**Data for this task**
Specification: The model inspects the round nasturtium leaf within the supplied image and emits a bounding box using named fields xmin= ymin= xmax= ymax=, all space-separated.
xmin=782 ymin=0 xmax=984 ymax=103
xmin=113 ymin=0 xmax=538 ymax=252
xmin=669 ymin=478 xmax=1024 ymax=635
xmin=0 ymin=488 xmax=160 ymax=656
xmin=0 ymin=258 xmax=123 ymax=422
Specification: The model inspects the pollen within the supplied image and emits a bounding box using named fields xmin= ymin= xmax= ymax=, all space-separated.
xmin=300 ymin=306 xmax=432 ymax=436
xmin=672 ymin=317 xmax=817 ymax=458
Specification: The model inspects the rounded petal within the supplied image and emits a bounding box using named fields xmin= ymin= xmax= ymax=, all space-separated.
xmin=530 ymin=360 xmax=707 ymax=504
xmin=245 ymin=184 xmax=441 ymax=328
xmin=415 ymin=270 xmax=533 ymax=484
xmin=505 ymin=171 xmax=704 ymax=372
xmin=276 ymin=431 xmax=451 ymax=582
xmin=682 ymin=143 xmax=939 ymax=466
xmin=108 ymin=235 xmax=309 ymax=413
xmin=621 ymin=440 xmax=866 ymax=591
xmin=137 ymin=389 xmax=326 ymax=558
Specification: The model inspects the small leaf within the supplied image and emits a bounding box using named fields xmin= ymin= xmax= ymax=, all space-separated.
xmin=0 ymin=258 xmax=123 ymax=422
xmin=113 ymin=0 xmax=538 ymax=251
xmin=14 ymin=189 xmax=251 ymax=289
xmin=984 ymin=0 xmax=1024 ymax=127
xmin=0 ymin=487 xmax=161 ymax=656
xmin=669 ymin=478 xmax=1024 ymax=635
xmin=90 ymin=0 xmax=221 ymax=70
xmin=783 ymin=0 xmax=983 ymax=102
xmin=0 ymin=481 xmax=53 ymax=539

**What to do**
Repeat only the stretch of lines that opens with the line containing "Specification: The model inspects the rounded" and closes with the final line of the entries, both included, exactly as written.

**Solution below**
Specification: The model inspects the rounded petal within the supplied image and emits a bounding box using named fields xmin= ymin= xmax= ymax=, all space-separated.
xmin=530 ymin=360 xmax=707 ymax=504
xmin=245 ymin=184 xmax=441 ymax=328
xmin=415 ymin=270 xmax=533 ymax=484
xmin=505 ymin=171 xmax=704 ymax=372
xmin=276 ymin=431 xmax=451 ymax=582
xmin=682 ymin=143 xmax=939 ymax=466
xmin=108 ymin=235 xmax=309 ymax=413
xmin=621 ymin=440 xmax=866 ymax=591
xmin=137 ymin=389 xmax=326 ymax=558
Specification: The model inspects the small leaf within the supplied image and emits a bounding box using named fields xmin= ymin= xmax= ymax=, all space-separated.
xmin=0 ymin=258 xmax=123 ymax=422
xmin=113 ymin=0 xmax=538 ymax=251
xmin=14 ymin=189 xmax=251 ymax=289
xmin=984 ymin=0 xmax=1024 ymax=127
xmin=0 ymin=487 xmax=161 ymax=656
xmin=669 ymin=478 xmax=1024 ymax=635
xmin=90 ymin=0 xmax=221 ymax=70
xmin=783 ymin=0 xmax=983 ymax=102
xmin=0 ymin=481 xmax=53 ymax=539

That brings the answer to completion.